• QUOTED TEXT:
## Begin

In sum, while there is a good story to be told about Albany’s 2008 performance, by the time I wrote this letter in March of 2009, all of us were far more focused on what lay ahead for Albany in this time of severe economic uncertainty than on what we accomplished in 2008. And yet, it is precisely because of those accomplishments that we are confident that even if the recession extends well beyond this year, we will end 2009 as a fundamentally more profitable company, in stronger competitive positions in each of our markets, and with the capacity to generate healthy cash flows in 2010 and beyond.

## End

• EXTRACTED INFORMATION:
## Begin

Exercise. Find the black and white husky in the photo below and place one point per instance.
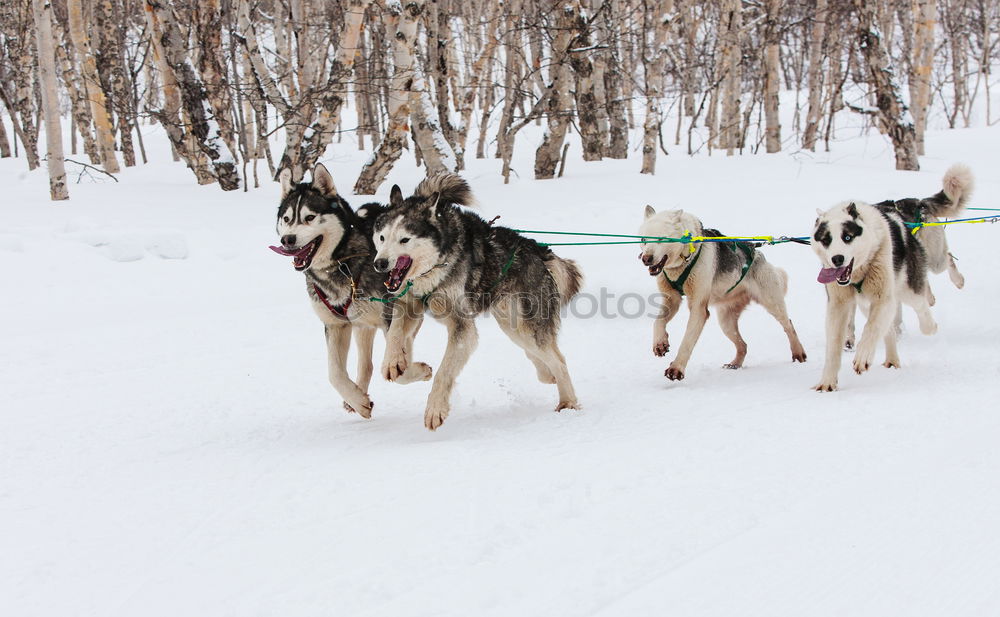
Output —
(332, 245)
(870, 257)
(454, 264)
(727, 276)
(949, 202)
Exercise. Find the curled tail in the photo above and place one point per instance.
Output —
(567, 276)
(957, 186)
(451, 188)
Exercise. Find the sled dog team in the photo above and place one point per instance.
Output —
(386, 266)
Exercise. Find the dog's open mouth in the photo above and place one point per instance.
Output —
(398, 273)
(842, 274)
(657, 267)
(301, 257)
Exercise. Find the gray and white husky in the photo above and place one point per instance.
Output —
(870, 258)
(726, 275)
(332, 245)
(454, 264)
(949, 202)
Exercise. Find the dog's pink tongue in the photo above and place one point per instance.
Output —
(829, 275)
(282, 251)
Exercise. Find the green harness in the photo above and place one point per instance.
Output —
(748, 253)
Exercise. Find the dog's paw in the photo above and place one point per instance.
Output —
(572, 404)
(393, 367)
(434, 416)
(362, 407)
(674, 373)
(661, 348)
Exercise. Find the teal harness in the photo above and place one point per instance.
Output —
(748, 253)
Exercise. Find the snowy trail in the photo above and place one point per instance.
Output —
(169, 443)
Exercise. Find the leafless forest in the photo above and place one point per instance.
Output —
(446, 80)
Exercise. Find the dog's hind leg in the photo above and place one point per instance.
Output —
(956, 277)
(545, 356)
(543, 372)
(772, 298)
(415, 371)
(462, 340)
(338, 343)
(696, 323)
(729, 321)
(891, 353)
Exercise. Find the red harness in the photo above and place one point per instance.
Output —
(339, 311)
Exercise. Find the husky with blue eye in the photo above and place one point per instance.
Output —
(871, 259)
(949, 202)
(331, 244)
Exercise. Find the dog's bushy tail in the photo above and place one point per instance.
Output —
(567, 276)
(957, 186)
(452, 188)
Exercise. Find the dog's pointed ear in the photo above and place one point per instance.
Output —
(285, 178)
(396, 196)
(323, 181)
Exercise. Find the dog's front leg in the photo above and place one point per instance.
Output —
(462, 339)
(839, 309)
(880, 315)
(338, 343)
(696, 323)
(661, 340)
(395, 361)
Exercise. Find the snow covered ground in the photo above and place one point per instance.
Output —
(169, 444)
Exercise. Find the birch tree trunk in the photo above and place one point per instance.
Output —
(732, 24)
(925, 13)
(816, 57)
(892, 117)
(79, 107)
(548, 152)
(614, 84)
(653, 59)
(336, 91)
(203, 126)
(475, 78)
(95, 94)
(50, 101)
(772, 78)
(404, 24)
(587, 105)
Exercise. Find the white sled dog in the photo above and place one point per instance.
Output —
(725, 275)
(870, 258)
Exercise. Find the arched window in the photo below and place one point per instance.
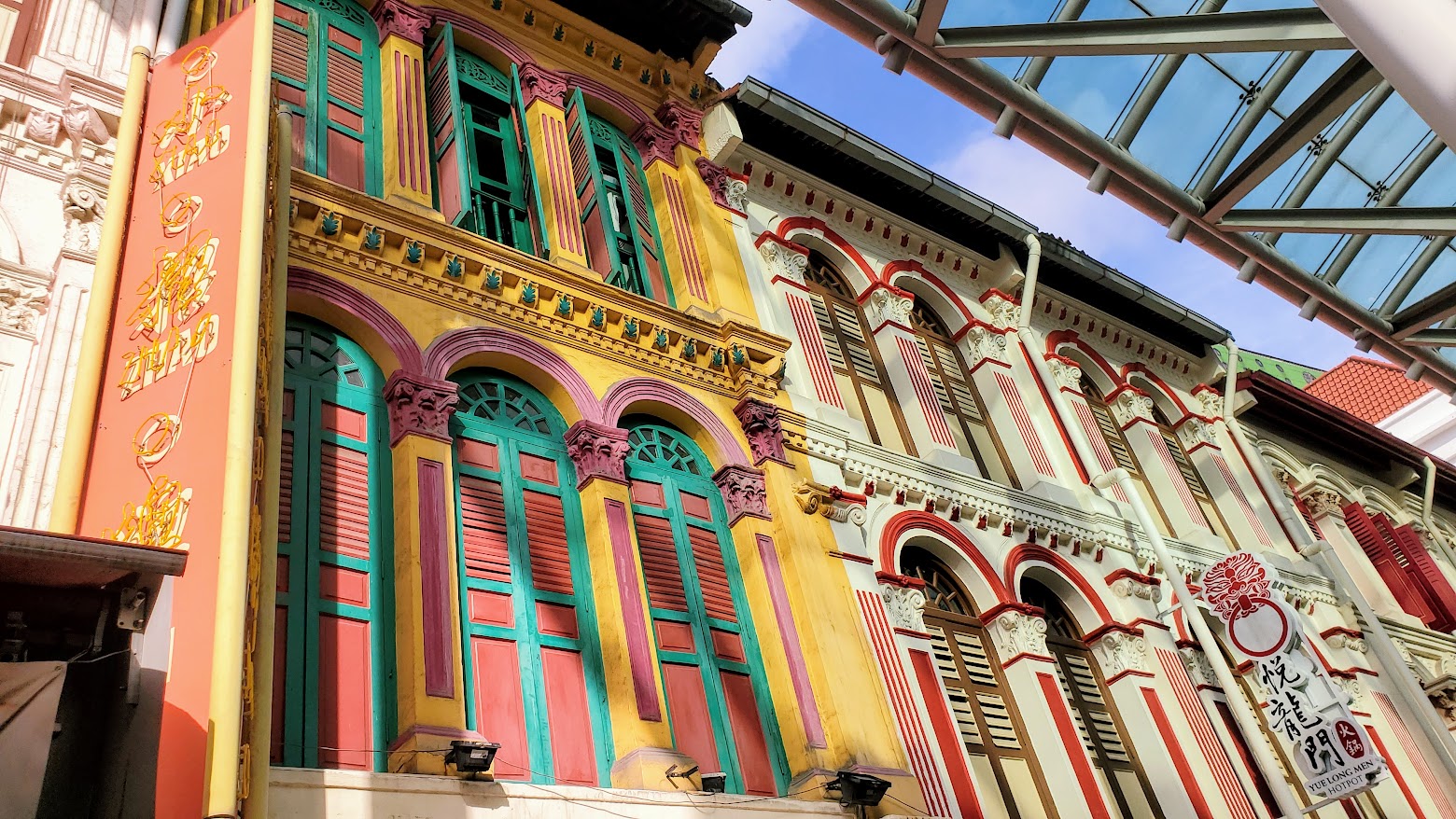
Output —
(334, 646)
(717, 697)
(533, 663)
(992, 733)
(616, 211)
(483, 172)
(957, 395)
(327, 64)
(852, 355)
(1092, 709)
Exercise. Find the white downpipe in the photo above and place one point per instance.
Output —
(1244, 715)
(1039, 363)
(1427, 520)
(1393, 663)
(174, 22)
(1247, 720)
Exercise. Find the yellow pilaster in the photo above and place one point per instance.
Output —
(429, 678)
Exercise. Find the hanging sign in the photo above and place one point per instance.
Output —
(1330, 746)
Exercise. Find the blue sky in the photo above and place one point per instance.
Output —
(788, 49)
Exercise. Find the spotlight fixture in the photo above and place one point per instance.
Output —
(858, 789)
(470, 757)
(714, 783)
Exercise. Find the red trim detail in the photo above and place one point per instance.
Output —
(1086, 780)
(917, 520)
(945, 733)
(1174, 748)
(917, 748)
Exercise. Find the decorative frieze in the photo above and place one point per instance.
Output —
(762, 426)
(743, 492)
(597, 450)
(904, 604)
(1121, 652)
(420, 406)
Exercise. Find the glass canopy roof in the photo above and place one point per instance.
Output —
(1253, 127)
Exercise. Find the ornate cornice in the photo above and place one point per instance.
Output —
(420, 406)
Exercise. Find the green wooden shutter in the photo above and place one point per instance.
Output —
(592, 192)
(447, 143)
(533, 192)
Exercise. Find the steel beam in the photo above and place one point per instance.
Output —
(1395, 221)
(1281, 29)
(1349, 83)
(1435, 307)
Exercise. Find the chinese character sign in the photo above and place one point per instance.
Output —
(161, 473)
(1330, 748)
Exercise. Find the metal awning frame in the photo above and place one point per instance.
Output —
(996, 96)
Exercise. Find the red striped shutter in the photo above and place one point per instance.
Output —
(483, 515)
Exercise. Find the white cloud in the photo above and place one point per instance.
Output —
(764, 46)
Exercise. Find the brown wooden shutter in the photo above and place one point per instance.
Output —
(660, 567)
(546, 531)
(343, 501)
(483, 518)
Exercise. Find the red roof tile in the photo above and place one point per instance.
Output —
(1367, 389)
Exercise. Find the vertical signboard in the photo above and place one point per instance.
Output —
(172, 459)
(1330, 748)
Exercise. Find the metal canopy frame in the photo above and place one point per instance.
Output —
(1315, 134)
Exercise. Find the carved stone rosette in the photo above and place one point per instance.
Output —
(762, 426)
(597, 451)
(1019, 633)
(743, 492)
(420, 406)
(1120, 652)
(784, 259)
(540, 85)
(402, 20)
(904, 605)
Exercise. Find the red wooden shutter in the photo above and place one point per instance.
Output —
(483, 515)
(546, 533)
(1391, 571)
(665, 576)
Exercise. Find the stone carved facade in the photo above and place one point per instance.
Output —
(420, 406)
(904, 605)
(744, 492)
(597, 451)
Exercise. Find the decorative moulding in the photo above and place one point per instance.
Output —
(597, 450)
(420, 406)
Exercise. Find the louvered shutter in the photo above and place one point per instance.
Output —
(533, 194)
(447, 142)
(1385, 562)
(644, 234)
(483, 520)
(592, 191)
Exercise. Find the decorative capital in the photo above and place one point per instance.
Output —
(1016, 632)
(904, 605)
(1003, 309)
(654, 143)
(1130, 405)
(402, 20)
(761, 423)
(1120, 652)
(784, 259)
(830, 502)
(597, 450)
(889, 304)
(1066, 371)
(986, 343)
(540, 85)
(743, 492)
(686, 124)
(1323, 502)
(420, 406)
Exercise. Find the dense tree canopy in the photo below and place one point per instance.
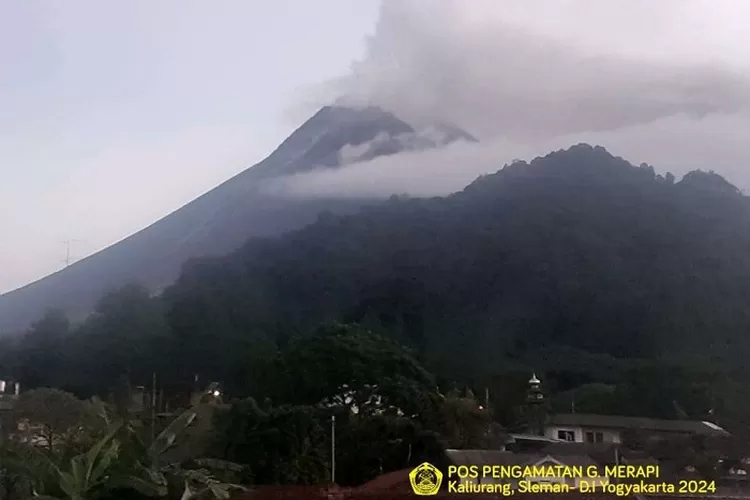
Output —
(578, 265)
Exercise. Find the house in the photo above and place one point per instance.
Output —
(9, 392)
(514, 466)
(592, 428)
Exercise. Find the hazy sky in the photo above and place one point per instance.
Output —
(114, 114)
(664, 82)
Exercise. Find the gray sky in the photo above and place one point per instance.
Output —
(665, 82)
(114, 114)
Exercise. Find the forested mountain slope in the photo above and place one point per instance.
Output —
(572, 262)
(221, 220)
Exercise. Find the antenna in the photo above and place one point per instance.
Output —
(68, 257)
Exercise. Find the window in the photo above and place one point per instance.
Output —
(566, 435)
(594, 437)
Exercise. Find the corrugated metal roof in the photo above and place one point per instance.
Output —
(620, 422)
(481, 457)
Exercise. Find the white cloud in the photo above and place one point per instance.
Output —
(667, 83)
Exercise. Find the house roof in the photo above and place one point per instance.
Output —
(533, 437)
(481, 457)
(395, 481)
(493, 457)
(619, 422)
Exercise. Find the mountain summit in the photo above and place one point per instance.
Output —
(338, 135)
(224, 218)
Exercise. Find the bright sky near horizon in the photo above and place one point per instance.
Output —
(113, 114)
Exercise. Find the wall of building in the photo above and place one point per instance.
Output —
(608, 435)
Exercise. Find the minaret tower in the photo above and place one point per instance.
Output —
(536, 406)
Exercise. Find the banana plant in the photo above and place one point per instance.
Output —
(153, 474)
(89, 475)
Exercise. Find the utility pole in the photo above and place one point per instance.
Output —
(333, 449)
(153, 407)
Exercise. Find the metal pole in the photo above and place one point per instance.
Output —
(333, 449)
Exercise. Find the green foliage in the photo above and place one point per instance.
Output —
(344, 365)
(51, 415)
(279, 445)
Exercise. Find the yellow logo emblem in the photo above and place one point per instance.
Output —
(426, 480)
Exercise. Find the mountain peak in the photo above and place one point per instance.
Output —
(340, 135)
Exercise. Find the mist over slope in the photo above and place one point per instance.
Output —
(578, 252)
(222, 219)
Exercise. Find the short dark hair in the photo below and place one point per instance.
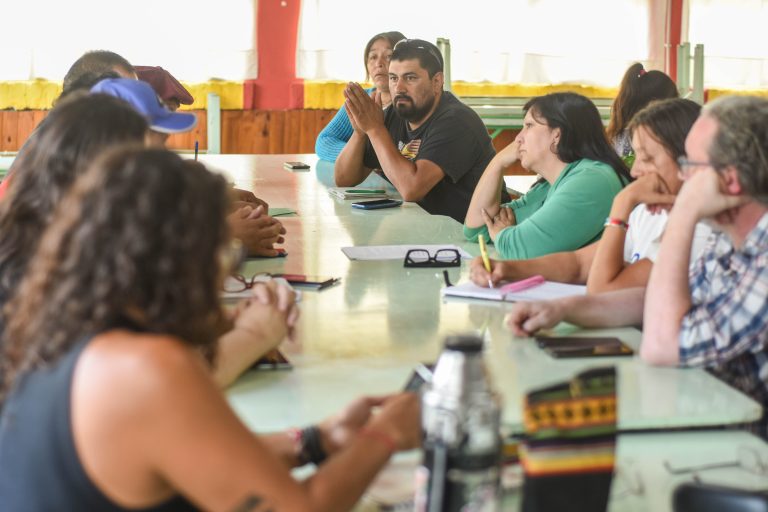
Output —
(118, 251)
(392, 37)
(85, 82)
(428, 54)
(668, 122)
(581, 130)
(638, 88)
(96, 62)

## End

• WHAT TO DO:
1. Answer the following from the passage on Albany's 2008 results.
(a) In what month and year was the letter written?
(b) Despite the focus on the year ahead, what does the writer say there is a good story to be told about?
(c) From which year onward does the writer expect Albany to be able to generate healthy cash flows?
2. Extend the passage on Albany's 2008 results and its outlook by writing what comes next.

• RESULTS BY TASK:
1.
(a) March of 2009
(b) Albany's 2008 performance
(c) 2010

2.
Finally, I would like to close this letter with a word about the people that I work with here at Albany International. As it has been for so many companies, the past several months have been brutally painful, for both investors and employees (many of whom are also investors). All of that pain is measured in human terms, from the loss of wealth by all of us who are shareholders, to the loss of jobs by so many of our former colleagues. Nearly 1,000 of our people around the world, many of them longtime employees, will have left the company as a consequence of our three-year restructuring effort. And so even though we look to our future with a sense of confidence and growing momentum, we do so with mixed emotions, and with an acute sense of loss for the colleagues who have had to leave the company, and gratitude for their many contributions to Albany International and its shareholders.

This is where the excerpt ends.